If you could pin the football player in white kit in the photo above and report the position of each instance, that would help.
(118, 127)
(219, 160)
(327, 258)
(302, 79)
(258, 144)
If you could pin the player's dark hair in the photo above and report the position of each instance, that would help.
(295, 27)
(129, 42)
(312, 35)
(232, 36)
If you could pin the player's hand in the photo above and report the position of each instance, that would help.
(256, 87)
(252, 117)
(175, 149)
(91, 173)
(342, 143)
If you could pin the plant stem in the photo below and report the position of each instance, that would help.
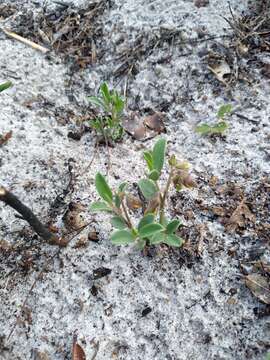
○ ○ ○ ○ ○
PROBLEM REQUIREMENTS =
Reproduce the lines above word for word, starting at the line that contains "If you could pin the player's hand" and ending with the last line, and leave the pictures out.

OUTPUT FOR THIS TASK =
If you could pin the player's hand in the photo above and report the position of each instance, that would help.
(256, 87)
(252, 117)
(175, 149)
(91, 173)
(342, 143)
If you could pin the plant stem in the photo below and report the position of each instance, that would help.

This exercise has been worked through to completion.